%%

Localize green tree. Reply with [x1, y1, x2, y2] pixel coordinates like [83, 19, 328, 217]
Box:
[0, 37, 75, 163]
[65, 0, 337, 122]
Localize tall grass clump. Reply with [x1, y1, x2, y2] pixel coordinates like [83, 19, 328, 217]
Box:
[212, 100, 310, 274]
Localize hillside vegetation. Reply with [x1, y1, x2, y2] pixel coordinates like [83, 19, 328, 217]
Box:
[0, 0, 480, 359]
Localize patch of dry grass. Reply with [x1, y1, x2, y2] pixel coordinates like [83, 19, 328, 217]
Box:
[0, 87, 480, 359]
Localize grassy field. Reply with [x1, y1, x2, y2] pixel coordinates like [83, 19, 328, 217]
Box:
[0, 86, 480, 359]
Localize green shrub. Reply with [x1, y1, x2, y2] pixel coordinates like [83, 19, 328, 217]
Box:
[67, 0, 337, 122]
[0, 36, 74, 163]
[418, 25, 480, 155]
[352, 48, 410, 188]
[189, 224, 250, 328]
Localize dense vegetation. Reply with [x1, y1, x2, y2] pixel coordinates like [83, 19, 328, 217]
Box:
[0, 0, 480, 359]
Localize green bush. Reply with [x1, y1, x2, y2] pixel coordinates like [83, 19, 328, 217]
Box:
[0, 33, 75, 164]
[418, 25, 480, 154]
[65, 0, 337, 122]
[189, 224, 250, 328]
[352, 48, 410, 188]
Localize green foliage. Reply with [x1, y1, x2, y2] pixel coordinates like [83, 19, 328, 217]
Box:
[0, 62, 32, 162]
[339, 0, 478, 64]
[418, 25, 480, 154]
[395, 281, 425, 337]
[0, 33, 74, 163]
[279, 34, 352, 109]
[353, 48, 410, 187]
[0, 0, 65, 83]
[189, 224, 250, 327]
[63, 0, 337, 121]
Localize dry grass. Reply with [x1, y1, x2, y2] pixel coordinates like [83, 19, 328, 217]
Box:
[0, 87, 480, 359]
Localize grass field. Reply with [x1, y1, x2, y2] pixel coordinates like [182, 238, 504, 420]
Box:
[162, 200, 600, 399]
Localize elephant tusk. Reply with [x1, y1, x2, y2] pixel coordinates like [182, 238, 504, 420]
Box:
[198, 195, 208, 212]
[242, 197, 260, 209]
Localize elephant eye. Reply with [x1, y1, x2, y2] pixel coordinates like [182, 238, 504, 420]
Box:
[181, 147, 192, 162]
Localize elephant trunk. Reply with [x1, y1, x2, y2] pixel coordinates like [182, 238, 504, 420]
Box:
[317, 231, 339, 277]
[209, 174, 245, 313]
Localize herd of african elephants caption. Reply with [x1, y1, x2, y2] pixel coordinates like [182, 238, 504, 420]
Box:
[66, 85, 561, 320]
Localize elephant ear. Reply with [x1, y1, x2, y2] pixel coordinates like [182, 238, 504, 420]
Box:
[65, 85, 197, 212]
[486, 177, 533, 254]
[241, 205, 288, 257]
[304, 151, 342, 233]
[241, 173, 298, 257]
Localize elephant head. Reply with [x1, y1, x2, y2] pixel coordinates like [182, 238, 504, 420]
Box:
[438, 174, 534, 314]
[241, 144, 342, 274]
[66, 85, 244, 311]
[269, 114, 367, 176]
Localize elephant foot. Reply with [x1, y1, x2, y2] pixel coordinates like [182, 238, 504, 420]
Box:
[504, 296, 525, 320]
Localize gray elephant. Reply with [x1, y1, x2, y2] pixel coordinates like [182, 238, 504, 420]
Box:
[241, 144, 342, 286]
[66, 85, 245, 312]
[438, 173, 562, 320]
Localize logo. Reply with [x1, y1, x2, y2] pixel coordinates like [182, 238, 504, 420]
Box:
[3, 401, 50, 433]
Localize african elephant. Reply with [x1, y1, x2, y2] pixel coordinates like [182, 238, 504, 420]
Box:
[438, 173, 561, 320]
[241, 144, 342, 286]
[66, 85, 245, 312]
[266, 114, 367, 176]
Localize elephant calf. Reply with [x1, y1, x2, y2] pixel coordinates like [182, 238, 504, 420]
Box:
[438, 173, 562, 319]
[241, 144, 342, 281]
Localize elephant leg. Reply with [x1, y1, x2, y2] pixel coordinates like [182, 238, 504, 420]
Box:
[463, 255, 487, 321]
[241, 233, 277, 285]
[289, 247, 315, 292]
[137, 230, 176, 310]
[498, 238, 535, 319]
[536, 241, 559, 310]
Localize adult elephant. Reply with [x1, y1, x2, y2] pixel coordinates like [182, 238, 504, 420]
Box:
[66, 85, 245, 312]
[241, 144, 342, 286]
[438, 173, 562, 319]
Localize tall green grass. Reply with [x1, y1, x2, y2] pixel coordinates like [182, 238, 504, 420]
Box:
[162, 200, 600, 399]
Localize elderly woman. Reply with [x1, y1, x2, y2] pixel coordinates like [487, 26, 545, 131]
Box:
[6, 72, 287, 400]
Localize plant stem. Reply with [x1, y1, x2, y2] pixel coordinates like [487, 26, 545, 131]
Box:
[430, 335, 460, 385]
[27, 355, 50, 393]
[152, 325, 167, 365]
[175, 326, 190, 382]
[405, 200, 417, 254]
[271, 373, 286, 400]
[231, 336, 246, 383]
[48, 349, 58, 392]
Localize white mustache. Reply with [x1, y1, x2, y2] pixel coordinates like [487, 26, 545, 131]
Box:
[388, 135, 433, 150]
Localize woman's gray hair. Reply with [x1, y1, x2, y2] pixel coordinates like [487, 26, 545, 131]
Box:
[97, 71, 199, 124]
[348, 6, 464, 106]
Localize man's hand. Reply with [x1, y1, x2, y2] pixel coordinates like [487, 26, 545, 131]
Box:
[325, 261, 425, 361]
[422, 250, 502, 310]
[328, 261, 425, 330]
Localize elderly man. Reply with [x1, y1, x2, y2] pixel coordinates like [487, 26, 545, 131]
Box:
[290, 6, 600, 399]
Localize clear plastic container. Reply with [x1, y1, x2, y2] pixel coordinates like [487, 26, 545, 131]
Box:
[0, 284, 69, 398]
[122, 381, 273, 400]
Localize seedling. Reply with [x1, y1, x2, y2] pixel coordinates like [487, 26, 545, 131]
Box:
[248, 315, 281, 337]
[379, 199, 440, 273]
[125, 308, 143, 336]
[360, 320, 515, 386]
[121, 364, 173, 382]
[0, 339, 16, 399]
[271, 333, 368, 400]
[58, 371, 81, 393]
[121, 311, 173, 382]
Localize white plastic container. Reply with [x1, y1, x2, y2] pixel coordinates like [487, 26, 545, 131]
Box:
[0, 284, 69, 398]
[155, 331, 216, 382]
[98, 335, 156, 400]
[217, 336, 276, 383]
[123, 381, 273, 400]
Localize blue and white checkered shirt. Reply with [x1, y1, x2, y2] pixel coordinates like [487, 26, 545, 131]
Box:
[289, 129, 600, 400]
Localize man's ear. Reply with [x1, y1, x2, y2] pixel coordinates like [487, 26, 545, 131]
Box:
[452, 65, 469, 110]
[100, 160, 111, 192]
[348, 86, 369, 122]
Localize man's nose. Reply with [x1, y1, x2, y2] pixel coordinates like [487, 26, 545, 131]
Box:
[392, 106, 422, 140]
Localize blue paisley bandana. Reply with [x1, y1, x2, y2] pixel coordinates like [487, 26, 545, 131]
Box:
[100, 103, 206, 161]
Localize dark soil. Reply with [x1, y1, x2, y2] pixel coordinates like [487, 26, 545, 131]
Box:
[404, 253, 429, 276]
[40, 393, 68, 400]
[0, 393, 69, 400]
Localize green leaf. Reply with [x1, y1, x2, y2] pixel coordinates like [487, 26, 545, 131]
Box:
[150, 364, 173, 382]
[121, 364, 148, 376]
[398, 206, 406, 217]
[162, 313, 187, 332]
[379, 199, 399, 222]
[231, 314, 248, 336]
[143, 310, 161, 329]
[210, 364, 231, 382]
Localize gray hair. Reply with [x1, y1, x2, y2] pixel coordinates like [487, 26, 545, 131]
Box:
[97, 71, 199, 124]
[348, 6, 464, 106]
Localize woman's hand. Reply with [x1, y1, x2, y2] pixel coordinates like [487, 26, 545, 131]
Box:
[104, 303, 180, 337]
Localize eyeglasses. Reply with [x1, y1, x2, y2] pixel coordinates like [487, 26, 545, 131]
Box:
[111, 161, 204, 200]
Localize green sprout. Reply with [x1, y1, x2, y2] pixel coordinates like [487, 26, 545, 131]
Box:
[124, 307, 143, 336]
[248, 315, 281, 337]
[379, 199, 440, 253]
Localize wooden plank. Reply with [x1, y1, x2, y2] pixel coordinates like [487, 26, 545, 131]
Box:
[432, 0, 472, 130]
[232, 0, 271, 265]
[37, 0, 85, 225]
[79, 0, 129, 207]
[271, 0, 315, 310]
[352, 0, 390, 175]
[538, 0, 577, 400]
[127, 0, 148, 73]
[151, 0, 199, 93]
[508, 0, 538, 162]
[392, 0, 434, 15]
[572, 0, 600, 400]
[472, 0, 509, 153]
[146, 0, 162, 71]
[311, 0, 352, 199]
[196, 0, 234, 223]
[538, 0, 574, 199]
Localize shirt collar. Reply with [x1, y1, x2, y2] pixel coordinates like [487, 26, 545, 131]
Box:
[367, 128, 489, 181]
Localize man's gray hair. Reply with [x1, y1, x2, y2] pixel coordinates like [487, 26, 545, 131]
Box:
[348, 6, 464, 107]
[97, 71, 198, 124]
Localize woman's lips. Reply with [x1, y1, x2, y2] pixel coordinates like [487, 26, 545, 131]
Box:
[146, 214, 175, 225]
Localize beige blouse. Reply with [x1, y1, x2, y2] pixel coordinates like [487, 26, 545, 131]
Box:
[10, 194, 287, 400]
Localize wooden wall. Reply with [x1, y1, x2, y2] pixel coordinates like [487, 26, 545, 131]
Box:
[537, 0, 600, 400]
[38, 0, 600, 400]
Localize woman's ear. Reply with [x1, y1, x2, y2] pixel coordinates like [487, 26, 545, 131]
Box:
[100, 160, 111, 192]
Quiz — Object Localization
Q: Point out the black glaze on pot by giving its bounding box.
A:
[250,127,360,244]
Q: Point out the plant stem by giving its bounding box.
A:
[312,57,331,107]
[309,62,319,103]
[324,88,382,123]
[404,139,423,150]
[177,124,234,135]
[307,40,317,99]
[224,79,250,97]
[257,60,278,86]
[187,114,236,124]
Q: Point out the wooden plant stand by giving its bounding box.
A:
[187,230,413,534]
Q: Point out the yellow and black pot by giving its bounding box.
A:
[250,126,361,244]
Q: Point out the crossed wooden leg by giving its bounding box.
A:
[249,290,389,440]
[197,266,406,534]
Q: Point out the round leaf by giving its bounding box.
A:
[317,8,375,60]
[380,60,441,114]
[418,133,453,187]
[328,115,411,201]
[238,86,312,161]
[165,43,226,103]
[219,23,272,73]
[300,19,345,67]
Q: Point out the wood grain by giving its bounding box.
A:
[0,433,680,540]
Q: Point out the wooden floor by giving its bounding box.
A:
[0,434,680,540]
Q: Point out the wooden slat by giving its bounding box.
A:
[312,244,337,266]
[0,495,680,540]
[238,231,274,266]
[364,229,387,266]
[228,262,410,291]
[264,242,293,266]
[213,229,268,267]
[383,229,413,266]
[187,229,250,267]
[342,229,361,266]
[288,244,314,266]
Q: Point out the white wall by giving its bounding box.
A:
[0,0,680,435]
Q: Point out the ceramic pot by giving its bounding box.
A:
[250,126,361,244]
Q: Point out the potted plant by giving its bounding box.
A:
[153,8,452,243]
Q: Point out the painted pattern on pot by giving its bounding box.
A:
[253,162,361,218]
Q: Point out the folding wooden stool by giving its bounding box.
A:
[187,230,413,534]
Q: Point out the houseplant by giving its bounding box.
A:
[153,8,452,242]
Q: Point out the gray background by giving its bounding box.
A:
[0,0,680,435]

%%

Task statement -
Identify every line in the items above that contains the string "hand", with case counting, and copy each such line.

Expected answer -
Localize man's hand. Reply with [x1, y1, x2, y2] pixel coordinates like [487, 26, 545, 131]
Localize woman's hand. Reply with [x1, y1, x2, y2] pixel coordinates like [487, 26, 545, 131]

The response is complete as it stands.